START TEXT FOR ANALYSIS
The New West Progressives are hoping to capitalize on what they believe is a desire for change on the city’s governing bodies.
The electors group, which ran a slate of candidates for city council and school board in the 2018 civic election, is gearing up for the Oct. 15, 2022 election. While it expects to announce its entire team of candidates in May, it may announce some even sooner.
“Some of them are chomping at the bit to get going,” said Daniel Fontaine, president of the New West Progressives.
Fontaine said some folks have already submitted their paperwork to run, but the NWP is still actively looking for candidates.
The New West Progressives didn’t have a lot of time to organize before the 2018 election, but Fontaine said they’ve been meeting almost monthly ever since.
“I think in the second go-around, just based on the level of interest on things like fundraisers and candidates and email inquiries and website hits, all the things that are happening, we are going into this election much stronger than we did in the last one,” he said. “I think we are going to do much better. We almost elected two people to school board.”
END TEXT FOR ANALYSIS
START DATASET CONTENT
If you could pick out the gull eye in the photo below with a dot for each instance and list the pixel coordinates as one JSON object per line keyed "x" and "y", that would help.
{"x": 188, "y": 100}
END DATASET CONTENT
» ASSIGNMENT 1: In the article about the New West Progressives, who is the group's president?
» ASSIGNMENT 2: Carry on the article about the New West Progressives' preparations for the 2022 civic election, beginning after its last sentence.

» TASK ANSWER 1: Daniel Fontaine

» TASK ANSWER 2:
In the 2018 election, candidates running as part of Team Cote, all of whom were endorsed by the New Westminster and District Labour Council, won the mayor’s seat, all six councillor seats and five of seven seats on the school board (an independent and a New West Progressive – Danielle Connolly – were elected to school board.)
“It’s definitely a mood of change,” Fontaine said. “I think that we haven’t seen that in a long time. But it’s not atypical when a government has been in power as long as this one has and a political group has been in charge as long as they have. The pendulum swings, and people do look for new faces and for change.”
In 2018, a New West Progressives candidate placed eighth in the school board race. It’s candidates also claimed the seventh through tenth spots on city council.
Fontaine said he’s sensing a lot of frustration in the community around issues such as closure of the Canada Games Pool, public safety in the downtown, and rising property taxes.
Not the only slate in town
Earlier this month, a new party called Together New West formed, with Mayor Jonathan Cote and school board chair Gurveen Dhaliwal being among those involved. (Dhaliwal previously told the Record the New Westminster and District Labour Council had been a stakeholder in the development of the party but it will be do its own independent endorsement process, as it does in each election.)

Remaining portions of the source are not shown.